__Brief__.
Repeat the records below exactly, leaving out every picture.

__Entries supplied__.
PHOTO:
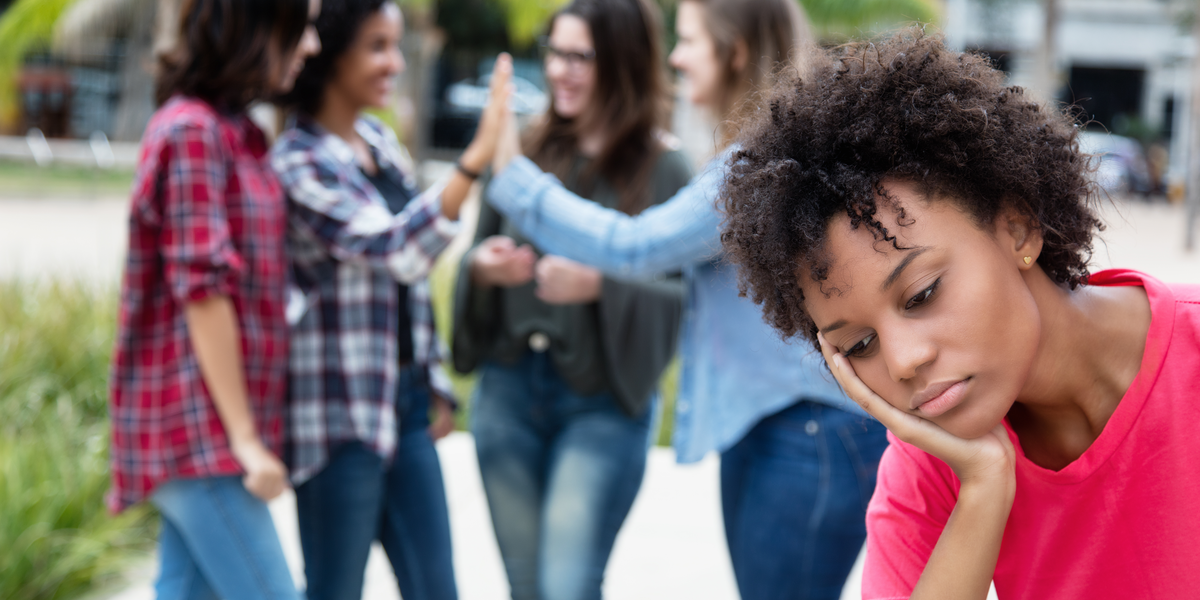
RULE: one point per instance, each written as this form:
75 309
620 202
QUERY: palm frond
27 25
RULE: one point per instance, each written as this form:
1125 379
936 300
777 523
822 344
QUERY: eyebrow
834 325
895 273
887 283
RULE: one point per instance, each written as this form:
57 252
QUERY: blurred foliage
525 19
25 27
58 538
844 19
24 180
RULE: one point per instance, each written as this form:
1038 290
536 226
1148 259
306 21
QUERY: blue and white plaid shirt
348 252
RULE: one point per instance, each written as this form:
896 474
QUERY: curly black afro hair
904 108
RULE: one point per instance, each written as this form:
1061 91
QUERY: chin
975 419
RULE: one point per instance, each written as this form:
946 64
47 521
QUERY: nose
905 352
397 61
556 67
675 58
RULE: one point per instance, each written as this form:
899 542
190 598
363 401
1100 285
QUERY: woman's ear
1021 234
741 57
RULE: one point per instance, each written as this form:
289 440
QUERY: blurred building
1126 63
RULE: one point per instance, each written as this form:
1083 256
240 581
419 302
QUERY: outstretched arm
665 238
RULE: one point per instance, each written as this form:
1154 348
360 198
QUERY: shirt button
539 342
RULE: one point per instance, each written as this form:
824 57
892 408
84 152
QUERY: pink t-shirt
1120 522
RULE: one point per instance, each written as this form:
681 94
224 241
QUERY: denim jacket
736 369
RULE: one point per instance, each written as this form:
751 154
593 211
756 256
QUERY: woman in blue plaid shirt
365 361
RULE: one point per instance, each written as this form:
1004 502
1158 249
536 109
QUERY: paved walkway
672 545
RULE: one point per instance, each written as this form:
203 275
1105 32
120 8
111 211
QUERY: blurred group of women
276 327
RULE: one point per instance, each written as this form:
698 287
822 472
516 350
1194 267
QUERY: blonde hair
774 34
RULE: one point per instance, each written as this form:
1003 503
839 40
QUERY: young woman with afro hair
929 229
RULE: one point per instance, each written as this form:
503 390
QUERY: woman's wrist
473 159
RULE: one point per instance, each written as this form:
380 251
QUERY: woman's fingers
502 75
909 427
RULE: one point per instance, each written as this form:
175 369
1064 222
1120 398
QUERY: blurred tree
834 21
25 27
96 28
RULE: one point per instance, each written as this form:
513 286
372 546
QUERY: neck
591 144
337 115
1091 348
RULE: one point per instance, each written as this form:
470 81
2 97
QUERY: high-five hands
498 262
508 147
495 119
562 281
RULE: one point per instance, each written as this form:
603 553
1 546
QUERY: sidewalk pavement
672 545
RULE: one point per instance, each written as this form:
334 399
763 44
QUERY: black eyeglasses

__Response__.
PHOTO:
RULE: one point per instance, each written as this form:
75 309
620 202
QUERY: palm frond
27 25
RULE: one point per instance, each written as this form:
1125 379
936 300
777 523
822 344
QUERY: eyebrow
834 325
895 273
887 283
RULE: one point per instance, each written as this form:
57 252
QUERY: blurred foliage
525 19
25 27
58 538
844 19
24 180
RULE: one point per instance, each written as this form:
1038 290
536 226
1148 259
306 21
QUERY: blue and white plaid shirt
348 252
RULE: one point per instance, each written as this form:
896 474
QUERY: curly black afro hair
904 108
RULE: one point per instance, each written as this form:
1061 91
QUERY: chin
975 419
RULE: one point per instance, each written as this form:
946 64
47 521
QUERY: nose
905 352
397 61
556 67
675 58
RULE: one point per instance, each written as this form:
899 542
190 598
363 401
1100 285
QUERY: woman's ear
1021 234
741 57
RULE: one point per instance, each written as this form:
289 440
QUERY: blurred building
1126 63
RULE: one point per instance, each written as this form:
1083 256
240 581
419 302
QUERY: outstretched arm
665 238
RULE: one point per instance, each written as this form:
1154 348
360 198
QUERY: shirt button
539 342
RULE: one point per instance, each written as this form:
824 57
892 408
84 152
QUERY: pink t-shirt
1120 522
RULE: one point per instance, each written as this form:
681 94
224 241
QUERY: denim jacket
736 369
RULE: one point per instance, each written as this form:
751 154
593 211
756 256
QUERY: woman in blue plaid shirt
365 361
RULE: one point per instance, each written as this form:
1004 502
1158 249
536 109
QUERY: paved walkway
672 545
RULE: one point per instance, each written as this form:
203 275
1105 32
120 8
111 211
QUERY: blurred group of women
276 327
RULE: one point per instance, each written as this form:
698 287
822 472
516 350
1194 267
QUERY: blonde hair
774 34
RULE: one point per instance, each written as this form:
1003 503
839 40
QUERY: young woman with afro hair
929 229
RULE: one point per instance, each written as this form:
503 390
QUERY: woman's wrist
473 159
RULE: one point per instance, each written as this form:
380 251
QUERY: woman's fingers
502 75
909 427
RULE: one point per instance, each written as this form:
175 369
1064 222
1120 398
QUERY: blurred tree
834 21
25 27
96 28
RULE: one point per instance, each written as this form:
513 286
372 546
QUERY: neck
591 144
337 115
1091 348
RULE: one point per instance, each written as this form:
470 81
2 97
QUERY: high-five hands
498 262
508 147
495 119
562 281
RULE: one point per instance, each written as this form:
603 553
1 546
QUERY: sidewalk pavement
672 545
RULE: one point per instance, each written as this form:
334 399
763 44
QUERY: black eyeglasses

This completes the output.